TASK GOAL >> Scan the records for lines with the word "lichen", and copy every such line.

PROVIDED MATERIAL >>
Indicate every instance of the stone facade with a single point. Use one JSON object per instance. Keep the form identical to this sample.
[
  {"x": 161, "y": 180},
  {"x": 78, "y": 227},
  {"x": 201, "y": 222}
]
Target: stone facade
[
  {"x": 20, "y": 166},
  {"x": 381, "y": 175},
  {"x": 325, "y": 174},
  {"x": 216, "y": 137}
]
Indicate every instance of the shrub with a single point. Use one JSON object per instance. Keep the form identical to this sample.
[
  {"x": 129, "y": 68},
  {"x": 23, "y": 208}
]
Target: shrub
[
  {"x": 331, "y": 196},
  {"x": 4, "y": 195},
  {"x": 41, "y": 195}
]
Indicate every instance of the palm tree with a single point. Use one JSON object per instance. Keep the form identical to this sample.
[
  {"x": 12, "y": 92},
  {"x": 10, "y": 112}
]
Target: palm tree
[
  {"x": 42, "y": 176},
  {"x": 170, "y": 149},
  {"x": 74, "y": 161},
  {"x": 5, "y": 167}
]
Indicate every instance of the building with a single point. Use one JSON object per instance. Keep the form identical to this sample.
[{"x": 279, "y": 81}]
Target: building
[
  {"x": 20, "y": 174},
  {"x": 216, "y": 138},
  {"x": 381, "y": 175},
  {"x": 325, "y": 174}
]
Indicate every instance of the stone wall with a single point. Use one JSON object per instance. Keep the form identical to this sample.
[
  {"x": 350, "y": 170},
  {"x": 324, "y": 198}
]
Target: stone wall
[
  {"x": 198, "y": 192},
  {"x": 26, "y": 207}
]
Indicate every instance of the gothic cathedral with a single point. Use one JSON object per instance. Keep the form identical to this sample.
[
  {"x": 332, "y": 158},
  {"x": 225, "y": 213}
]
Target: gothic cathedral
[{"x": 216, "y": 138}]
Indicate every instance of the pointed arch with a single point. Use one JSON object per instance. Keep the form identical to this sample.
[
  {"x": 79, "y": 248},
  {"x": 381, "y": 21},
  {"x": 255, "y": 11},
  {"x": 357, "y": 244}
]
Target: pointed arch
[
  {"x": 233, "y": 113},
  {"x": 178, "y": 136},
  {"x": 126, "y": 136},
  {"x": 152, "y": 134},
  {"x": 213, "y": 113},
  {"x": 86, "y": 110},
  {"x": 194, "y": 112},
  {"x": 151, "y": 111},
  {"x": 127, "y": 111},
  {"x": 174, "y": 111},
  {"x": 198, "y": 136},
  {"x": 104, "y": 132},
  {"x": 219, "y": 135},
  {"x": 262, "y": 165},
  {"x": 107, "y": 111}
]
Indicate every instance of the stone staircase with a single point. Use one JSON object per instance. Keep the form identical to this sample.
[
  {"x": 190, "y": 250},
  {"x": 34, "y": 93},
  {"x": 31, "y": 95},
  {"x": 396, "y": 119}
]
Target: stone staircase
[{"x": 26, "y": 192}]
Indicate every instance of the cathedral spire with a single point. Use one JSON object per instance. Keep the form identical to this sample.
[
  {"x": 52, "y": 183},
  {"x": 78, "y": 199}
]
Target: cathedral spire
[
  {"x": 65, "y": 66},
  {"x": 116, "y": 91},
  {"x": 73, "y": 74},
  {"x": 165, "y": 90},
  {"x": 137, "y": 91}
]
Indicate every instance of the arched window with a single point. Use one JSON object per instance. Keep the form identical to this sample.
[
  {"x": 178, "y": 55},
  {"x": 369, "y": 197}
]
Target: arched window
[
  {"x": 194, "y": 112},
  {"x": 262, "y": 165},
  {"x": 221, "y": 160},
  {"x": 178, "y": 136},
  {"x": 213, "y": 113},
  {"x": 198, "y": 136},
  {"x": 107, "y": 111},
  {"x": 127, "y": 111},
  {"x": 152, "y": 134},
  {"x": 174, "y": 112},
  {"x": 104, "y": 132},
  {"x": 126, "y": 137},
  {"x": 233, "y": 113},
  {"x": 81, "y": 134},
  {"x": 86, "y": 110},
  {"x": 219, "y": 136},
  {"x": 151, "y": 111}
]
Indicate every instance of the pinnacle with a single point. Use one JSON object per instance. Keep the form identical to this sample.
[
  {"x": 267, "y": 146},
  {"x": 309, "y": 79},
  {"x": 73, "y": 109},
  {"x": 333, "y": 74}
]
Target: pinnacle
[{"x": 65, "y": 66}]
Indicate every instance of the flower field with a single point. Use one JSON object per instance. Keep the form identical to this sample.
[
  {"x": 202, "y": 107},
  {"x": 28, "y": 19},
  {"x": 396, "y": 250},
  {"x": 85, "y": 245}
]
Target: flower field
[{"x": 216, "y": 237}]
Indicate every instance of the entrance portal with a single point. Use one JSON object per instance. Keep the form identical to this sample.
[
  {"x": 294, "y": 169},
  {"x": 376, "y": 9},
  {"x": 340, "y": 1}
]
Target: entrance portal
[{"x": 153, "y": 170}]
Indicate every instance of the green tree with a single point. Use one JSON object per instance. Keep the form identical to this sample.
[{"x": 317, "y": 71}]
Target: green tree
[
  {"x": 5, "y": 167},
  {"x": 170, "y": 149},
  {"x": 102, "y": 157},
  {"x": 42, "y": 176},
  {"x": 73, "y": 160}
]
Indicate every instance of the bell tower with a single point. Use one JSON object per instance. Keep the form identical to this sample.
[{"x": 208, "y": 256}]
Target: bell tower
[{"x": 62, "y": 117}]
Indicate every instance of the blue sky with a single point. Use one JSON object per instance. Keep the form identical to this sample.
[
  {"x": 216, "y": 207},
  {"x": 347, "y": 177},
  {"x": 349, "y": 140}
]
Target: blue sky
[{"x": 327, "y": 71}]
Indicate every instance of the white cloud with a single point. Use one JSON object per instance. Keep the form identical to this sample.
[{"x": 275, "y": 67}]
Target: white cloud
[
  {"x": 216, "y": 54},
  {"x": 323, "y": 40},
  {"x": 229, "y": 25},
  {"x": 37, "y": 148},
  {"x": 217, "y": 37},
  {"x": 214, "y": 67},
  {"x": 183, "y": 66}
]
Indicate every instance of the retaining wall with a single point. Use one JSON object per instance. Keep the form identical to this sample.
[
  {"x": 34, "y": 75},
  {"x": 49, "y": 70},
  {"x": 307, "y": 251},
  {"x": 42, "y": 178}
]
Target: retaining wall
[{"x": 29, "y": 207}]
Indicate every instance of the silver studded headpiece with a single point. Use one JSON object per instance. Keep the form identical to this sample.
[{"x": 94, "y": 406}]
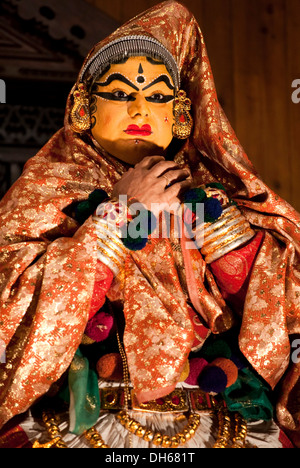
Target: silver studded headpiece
[{"x": 129, "y": 46}]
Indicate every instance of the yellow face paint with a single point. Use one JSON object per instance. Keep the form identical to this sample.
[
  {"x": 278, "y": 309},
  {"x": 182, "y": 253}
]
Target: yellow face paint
[{"x": 132, "y": 109}]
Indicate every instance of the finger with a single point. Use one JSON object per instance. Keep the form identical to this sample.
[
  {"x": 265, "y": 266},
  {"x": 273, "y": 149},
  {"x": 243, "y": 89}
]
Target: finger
[
  {"x": 163, "y": 166},
  {"x": 173, "y": 175},
  {"x": 149, "y": 161}
]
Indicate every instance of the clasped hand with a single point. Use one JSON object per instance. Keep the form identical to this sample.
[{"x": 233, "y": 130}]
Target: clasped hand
[{"x": 154, "y": 181}]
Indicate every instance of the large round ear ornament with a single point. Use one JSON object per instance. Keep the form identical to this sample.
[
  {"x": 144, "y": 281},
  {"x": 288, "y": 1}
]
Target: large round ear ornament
[{"x": 80, "y": 113}]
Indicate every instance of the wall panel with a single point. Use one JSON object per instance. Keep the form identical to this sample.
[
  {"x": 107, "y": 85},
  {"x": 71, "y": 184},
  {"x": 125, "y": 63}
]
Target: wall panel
[{"x": 254, "y": 48}]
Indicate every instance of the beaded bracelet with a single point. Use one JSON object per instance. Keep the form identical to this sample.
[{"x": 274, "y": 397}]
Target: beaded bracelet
[{"x": 224, "y": 228}]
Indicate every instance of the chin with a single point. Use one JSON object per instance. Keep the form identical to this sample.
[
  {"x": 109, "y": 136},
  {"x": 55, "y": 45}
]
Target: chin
[{"x": 136, "y": 150}]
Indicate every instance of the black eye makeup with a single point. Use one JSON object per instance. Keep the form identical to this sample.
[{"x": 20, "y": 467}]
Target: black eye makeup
[
  {"x": 120, "y": 96},
  {"x": 159, "y": 98}
]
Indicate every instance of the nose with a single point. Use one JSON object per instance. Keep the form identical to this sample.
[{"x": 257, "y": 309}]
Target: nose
[{"x": 138, "y": 106}]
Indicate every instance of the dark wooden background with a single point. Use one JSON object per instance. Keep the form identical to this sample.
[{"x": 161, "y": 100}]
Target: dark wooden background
[
  {"x": 254, "y": 48},
  {"x": 253, "y": 45}
]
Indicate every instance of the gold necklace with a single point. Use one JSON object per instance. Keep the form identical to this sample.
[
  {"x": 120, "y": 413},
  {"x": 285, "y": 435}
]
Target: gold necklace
[{"x": 135, "y": 428}]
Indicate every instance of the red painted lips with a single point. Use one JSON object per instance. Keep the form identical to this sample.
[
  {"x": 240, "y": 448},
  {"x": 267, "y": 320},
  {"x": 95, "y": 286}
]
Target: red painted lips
[{"x": 144, "y": 130}]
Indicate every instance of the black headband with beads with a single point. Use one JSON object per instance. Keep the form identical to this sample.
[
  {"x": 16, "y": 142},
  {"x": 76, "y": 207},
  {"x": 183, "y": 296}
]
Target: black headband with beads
[{"x": 130, "y": 46}]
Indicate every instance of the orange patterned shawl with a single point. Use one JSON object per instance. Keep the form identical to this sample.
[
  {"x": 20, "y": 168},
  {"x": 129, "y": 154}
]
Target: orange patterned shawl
[{"x": 47, "y": 284}]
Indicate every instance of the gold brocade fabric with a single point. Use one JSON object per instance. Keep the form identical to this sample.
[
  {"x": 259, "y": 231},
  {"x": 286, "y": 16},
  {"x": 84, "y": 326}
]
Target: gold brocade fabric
[{"x": 46, "y": 282}]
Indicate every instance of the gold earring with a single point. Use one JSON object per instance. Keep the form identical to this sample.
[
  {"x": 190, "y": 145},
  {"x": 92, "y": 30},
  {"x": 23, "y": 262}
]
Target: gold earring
[
  {"x": 80, "y": 113},
  {"x": 183, "y": 120}
]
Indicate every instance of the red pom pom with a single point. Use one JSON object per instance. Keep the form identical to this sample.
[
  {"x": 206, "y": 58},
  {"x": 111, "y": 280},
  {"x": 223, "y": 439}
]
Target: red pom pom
[
  {"x": 109, "y": 367},
  {"x": 212, "y": 380},
  {"x": 196, "y": 367}
]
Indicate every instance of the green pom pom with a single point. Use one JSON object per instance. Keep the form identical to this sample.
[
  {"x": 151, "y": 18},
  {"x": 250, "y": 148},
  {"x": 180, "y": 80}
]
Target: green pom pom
[
  {"x": 97, "y": 197},
  {"x": 193, "y": 197},
  {"x": 83, "y": 211},
  {"x": 216, "y": 185}
]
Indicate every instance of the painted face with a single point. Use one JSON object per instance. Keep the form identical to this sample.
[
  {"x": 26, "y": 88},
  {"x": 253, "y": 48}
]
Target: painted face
[{"x": 132, "y": 109}]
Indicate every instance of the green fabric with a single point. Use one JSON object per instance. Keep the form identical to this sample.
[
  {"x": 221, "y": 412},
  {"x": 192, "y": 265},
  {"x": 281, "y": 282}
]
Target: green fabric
[
  {"x": 84, "y": 395},
  {"x": 249, "y": 396}
]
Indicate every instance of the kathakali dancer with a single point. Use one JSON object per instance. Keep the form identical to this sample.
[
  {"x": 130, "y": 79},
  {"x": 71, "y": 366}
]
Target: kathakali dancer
[{"x": 149, "y": 278}]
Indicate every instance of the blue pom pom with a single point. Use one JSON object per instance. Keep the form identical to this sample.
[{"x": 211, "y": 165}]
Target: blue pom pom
[
  {"x": 97, "y": 197},
  {"x": 134, "y": 244},
  {"x": 195, "y": 196},
  {"x": 212, "y": 379},
  {"x": 135, "y": 234},
  {"x": 212, "y": 210}
]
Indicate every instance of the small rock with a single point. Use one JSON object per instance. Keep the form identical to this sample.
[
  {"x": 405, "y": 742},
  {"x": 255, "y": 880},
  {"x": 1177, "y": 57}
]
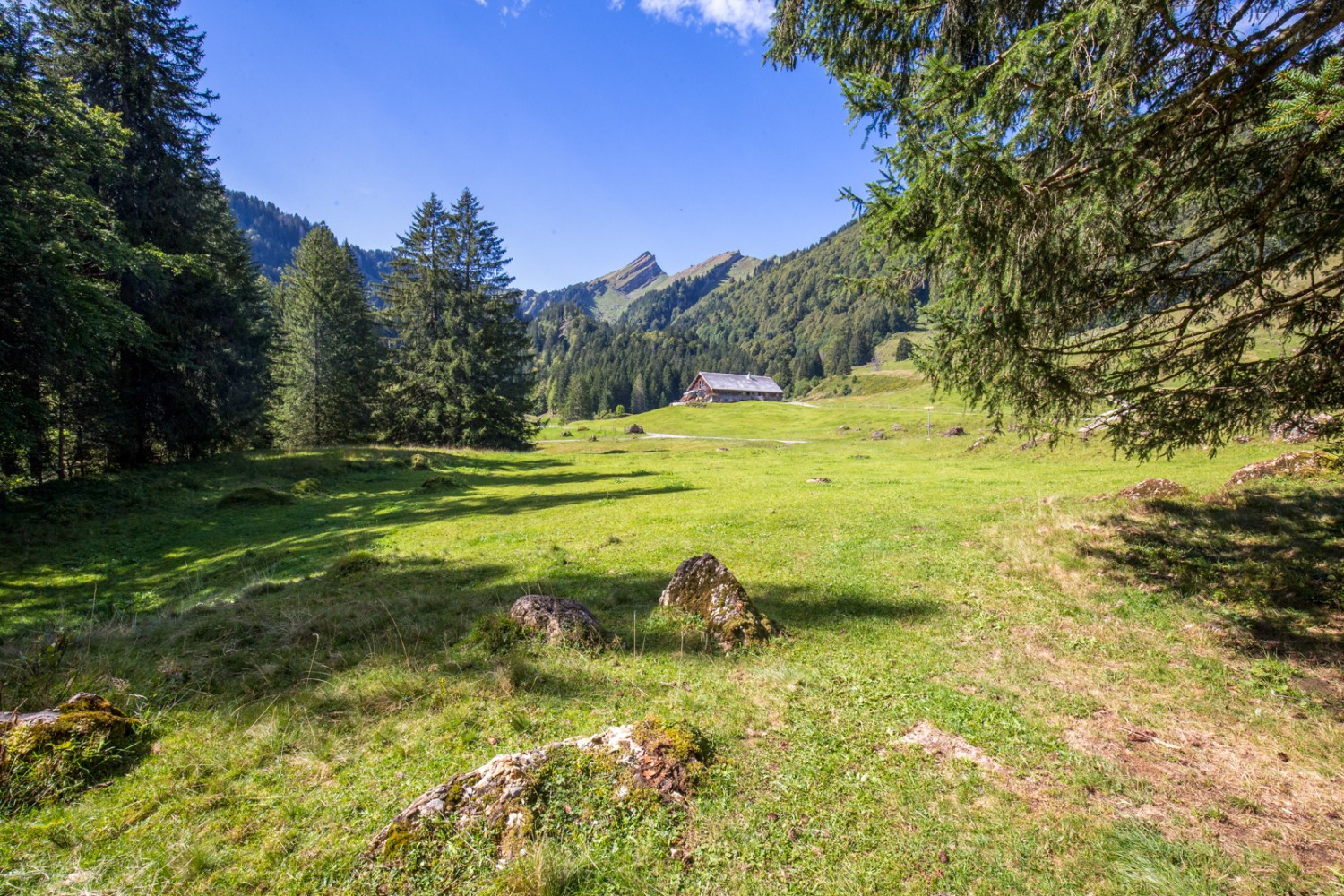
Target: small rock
[
  {"x": 1296, "y": 465},
  {"x": 1152, "y": 489},
  {"x": 707, "y": 589},
  {"x": 1304, "y": 427},
  {"x": 561, "y": 619}
]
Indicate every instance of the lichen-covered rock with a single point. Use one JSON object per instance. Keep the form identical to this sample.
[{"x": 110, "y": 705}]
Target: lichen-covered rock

OUTPUT OF THE EXERCISE >>
Indicate every instance of the lichen-covered rock with a single point. Use one JSON object per instance. Keep the form identical to this sample.
Target: lichen-covered rock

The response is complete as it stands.